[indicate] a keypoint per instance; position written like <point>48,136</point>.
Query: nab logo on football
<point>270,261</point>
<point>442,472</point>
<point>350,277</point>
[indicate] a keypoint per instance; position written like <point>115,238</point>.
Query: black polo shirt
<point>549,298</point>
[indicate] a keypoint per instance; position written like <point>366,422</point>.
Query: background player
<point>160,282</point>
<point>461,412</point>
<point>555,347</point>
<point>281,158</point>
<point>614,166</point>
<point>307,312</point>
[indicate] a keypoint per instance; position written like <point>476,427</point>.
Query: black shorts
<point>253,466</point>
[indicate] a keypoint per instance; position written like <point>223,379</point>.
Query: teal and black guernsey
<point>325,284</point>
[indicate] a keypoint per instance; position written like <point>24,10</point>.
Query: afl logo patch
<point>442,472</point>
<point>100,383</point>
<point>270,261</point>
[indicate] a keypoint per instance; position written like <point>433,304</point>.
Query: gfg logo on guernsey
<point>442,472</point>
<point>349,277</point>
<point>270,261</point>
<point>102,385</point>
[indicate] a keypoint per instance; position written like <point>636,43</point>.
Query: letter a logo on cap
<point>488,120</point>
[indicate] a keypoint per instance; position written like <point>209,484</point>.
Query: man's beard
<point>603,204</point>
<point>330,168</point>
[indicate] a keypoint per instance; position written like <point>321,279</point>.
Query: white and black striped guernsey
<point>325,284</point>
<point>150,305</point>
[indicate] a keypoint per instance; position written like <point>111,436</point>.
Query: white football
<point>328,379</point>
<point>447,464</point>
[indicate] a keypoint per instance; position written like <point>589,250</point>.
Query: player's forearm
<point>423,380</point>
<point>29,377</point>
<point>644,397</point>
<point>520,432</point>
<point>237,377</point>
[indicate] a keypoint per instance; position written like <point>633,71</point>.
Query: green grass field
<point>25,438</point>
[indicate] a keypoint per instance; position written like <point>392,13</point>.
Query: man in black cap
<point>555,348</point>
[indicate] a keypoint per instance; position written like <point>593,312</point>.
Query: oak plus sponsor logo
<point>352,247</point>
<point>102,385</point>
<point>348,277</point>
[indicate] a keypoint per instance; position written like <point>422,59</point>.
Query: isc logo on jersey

++++++

Swap "guernsey" for "jersey" throughout all of the records above, and leave everything else unchanged.

EXERCISE ANSWER =>
[indicate] a keypoint per instance; position written like <point>48,136</point>.
Query: nab logo on football
<point>270,261</point>
<point>442,472</point>
<point>350,277</point>
[indicate] a keypoint per instance; position written like <point>115,238</point>.
Query: black polo shirt
<point>549,298</point>
[indicate] a keypoint per instance; position written like <point>366,422</point>.
Query: background player
<point>160,282</point>
<point>461,412</point>
<point>555,347</point>
<point>281,158</point>
<point>614,166</point>
<point>307,312</point>
[indicate] a keypoint per instance; position written like <point>476,427</point>.
Query: black shorts
<point>253,466</point>
[indicate] a keypoint per instance; position written like <point>223,379</point>.
Query: teal and black jersey
<point>325,284</point>
[indicate] a keypoint per instance; position written like <point>24,10</point>.
Query: afl logo patch
<point>442,472</point>
<point>100,383</point>
<point>270,261</point>
[indicate] a keypoint per instance; position written like <point>433,304</point>.
Query: gfg logo on jersey
<point>442,472</point>
<point>349,277</point>
<point>270,261</point>
<point>102,385</point>
[indicate] a keypoint per instance; position written like <point>636,43</point>.
Query: letter a logo on cap
<point>488,120</point>
[indicate] a keypoint per instance; position written like <point>209,484</point>.
Query: man's beard
<point>603,204</point>
<point>330,168</point>
[indicate] a keypoint per instance; position written like <point>321,279</point>.
Query: white and black striped jersey
<point>325,284</point>
<point>150,305</point>
[indicate] a keypoint per instance; position written like <point>111,436</point>.
Query: white football
<point>328,379</point>
<point>447,464</point>
[indicate] a keypoint per instance; position written like <point>589,250</point>.
Query: player's forearm
<point>423,380</point>
<point>29,377</point>
<point>644,397</point>
<point>520,432</point>
<point>237,377</point>
[indicate] a keypoint per instance; position written like <point>633,71</point>.
Query: green grass field
<point>25,438</point>
[indicate] a keypoint per instance; position written like <point>392,13</point>.
Query: man in black cap
<point>555,348</point>
[indicate] a keypoint per instance; position written like <point>593,312</point>.
Query: oak plus sponsor logo
<point>352,247</point>
<point>102,385</point>
<point>348,277</point>
[indicate] a keypoint per instance; position written like <point>422,59</point>.
Query: isc logo on jersey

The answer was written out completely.